### Directions for this task
Starting at the line that contains "the road shown", print every remaining line of the entries, unchanged, and output nothing more.

Object position labeling entries
⁂

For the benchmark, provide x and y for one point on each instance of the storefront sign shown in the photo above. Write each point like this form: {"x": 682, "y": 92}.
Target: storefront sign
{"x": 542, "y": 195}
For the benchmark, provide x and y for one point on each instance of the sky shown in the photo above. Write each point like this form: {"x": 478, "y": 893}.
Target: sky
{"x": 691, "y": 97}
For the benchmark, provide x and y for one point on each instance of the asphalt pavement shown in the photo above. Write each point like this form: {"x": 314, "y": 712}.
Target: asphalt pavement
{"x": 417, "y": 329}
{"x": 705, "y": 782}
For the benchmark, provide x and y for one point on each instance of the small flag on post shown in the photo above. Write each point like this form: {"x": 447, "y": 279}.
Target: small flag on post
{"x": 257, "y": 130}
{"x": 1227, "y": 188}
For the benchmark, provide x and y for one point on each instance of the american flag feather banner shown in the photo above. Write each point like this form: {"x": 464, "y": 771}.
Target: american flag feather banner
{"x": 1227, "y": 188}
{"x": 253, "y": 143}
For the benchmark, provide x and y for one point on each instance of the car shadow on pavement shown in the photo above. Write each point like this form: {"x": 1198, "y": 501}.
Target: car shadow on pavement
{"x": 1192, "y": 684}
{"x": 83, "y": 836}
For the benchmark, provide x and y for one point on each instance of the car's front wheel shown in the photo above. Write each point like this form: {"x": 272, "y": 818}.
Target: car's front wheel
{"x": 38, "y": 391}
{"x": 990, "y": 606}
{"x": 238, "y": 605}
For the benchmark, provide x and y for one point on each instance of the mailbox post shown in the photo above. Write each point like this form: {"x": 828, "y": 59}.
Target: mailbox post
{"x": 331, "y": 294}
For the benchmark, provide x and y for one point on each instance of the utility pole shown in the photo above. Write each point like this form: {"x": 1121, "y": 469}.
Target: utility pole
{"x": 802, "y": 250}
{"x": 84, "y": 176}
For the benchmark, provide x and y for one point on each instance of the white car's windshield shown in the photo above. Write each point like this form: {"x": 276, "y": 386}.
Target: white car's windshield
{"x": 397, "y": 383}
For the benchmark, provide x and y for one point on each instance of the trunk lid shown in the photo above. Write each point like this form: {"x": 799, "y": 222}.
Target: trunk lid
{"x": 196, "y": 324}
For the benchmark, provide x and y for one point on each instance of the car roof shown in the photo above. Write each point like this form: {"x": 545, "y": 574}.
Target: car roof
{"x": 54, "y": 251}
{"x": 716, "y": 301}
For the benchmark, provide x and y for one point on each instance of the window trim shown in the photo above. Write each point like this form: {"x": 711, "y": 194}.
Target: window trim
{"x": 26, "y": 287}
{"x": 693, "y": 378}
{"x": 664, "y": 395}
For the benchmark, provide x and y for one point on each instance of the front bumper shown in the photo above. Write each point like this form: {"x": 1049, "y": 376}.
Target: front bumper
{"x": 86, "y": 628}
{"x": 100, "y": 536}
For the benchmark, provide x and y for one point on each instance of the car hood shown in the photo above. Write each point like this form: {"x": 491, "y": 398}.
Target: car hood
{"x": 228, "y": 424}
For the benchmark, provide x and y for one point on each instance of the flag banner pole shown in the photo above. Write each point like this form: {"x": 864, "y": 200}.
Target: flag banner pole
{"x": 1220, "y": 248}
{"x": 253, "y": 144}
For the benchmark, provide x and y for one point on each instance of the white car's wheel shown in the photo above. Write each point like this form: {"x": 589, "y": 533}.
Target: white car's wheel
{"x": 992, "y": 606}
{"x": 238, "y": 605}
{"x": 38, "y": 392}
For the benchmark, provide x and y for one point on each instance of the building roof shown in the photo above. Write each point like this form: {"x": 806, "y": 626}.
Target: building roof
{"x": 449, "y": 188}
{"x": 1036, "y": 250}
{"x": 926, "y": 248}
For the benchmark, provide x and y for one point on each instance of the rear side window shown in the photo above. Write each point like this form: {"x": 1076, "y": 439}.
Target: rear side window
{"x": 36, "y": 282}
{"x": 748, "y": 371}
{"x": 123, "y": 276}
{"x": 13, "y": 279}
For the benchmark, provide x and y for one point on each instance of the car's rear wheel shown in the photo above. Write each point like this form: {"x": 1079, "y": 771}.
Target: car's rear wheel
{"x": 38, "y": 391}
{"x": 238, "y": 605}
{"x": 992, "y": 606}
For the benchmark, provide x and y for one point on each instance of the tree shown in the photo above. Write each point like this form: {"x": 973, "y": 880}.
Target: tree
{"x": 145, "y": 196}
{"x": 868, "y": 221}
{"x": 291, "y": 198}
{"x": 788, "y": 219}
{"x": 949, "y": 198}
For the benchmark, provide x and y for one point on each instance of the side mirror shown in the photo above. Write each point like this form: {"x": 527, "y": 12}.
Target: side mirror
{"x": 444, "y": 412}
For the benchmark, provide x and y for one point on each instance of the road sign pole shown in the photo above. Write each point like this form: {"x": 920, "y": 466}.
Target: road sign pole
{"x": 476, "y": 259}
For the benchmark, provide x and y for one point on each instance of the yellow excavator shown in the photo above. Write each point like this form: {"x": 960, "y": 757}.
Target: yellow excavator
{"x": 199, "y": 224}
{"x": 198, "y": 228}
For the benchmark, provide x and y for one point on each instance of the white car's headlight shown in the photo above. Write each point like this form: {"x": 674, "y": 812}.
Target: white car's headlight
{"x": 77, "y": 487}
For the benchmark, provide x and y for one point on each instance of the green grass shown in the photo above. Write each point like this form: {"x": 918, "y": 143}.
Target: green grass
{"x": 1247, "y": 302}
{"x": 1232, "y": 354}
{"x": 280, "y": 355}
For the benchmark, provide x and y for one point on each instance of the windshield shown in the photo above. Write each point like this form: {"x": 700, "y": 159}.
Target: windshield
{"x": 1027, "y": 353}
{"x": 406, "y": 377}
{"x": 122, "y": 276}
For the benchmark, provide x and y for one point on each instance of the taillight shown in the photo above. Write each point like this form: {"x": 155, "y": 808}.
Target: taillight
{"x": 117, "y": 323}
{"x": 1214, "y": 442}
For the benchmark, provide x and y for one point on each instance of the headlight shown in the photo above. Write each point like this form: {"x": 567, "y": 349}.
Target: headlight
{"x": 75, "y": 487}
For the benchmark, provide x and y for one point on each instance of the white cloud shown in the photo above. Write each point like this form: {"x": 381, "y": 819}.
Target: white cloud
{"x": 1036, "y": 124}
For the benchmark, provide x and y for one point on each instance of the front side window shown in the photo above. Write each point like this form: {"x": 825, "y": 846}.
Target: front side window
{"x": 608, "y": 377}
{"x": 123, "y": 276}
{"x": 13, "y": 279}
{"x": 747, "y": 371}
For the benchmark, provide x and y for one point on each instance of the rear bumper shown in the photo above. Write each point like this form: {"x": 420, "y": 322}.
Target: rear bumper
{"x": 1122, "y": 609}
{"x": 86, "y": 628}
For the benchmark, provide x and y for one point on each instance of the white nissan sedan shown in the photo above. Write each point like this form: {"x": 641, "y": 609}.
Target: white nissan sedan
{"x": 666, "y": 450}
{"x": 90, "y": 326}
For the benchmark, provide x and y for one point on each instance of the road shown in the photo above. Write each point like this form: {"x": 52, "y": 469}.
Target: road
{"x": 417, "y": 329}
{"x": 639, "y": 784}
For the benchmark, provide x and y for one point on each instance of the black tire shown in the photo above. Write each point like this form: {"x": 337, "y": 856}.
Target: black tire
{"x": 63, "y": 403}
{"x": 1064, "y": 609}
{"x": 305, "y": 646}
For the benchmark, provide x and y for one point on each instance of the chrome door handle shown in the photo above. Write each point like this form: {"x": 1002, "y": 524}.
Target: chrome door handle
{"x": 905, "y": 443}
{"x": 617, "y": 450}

⁂

### Output for this exercise
For the benchmark, provide x and y for one point on each instance of the road shown in the photo above. Write each point like this form: {"x": 52, "y": 469}.
Target: road
{"x": 417, "y": 329}
{"x": 639, "y": 784}
For the benchmark, provide x and y for one point on each instance of the black tire shown in the photo above. Write each point like this form: {"x": 337, "y": 856}.
Target: black tire
{"x": 63, "y": 403}
{"x": 1064, "y": 609}
{"x": 305, "y": 646}
For the benchmark, provide x and y for one point on each instance of the chrome door handle shown in the photo above. Write each point like this form: {"x": 1002, "y": 524}.
Target: chrome door handle
{"x": 905, "y": 443}
{"x": 617, "y": 450}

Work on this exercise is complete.